(Segmentation mask data)
******

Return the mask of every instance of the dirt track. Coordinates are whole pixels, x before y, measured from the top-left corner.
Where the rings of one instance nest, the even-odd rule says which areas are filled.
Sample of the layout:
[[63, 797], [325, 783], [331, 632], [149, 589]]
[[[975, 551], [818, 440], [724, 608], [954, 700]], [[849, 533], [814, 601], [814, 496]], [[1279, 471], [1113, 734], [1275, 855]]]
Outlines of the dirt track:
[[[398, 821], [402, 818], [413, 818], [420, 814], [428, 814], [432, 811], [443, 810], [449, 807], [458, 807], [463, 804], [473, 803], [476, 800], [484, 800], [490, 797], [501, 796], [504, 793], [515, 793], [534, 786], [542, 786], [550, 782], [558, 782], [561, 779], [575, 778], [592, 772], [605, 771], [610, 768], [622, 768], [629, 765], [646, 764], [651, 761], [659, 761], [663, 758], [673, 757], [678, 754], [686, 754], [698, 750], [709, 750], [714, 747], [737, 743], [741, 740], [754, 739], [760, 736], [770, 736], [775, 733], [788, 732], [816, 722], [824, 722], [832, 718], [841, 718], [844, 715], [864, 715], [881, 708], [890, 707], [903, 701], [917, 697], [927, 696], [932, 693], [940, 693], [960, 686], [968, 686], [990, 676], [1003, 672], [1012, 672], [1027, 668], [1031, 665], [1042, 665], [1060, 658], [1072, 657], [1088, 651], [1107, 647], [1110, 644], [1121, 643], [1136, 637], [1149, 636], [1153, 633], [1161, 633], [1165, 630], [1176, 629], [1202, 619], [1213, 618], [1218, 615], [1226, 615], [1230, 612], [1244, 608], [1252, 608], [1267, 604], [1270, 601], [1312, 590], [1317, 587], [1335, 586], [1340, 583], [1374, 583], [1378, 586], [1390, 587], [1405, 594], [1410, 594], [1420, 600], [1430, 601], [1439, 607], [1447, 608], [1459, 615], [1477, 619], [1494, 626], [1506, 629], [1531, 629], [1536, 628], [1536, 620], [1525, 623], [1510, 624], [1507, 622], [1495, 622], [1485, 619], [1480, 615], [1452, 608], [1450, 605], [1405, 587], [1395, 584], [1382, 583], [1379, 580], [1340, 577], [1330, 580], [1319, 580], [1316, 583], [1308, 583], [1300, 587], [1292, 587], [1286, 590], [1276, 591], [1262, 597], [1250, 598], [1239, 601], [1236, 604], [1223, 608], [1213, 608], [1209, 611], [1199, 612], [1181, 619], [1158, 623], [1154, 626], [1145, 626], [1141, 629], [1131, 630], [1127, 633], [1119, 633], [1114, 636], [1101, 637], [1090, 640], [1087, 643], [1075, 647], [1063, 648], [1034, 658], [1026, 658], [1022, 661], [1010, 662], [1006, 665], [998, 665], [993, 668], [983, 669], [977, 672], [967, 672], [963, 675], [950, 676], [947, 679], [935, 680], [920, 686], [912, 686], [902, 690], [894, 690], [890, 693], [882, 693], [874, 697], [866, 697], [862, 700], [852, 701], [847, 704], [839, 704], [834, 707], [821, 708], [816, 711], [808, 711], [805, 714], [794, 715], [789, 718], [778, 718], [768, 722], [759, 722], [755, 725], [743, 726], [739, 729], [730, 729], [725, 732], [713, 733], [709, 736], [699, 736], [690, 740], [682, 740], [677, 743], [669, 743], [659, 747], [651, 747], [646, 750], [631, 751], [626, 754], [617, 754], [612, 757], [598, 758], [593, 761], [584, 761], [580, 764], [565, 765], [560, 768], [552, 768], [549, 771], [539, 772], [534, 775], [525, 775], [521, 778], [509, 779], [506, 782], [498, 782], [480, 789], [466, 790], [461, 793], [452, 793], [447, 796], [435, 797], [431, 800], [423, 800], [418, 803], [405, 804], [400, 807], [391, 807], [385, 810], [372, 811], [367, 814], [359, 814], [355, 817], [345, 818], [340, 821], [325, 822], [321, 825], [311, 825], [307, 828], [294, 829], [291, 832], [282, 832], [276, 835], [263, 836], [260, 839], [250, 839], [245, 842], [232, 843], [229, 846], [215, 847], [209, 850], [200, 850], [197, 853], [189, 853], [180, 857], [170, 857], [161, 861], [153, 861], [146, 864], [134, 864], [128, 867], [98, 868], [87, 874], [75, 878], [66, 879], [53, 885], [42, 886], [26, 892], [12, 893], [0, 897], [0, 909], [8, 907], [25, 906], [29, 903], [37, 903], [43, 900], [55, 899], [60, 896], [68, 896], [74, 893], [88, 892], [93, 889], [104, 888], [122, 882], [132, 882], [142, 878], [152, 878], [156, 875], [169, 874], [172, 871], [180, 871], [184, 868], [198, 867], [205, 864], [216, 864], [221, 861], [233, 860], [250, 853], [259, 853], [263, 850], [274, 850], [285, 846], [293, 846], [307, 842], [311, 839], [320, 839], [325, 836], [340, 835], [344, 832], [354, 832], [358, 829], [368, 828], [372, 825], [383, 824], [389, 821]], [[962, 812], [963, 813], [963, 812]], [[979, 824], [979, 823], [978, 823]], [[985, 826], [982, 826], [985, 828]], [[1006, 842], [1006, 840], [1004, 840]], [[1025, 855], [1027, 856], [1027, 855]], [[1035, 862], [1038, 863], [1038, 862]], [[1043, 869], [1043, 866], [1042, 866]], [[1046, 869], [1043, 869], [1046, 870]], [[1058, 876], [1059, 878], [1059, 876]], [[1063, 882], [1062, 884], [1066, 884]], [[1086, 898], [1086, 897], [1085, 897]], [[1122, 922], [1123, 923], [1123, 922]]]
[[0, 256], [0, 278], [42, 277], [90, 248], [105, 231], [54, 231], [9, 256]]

******

Exercise instructions
Return, exactly, the lines from the first line of the records above to the line containing "734], [1275, 855]]]", both included.

Worked solution
Return the mask of every instance of the dirt track. Coordinates are whole pixels, x before y, measured from the top-left corner.
Where the rings of one instance nest, the even-odd rule says which areas are filled.
Sample of the layout:
[[63, 797], [325, 783], [331, 632], [149, 589]]
[[[975, 551], [818, 440], [724, 608], [954, 700]], [[849, 533], [814, 601], [814, 496]], [[1279, 471], [1113, 734], [1275, 855]]]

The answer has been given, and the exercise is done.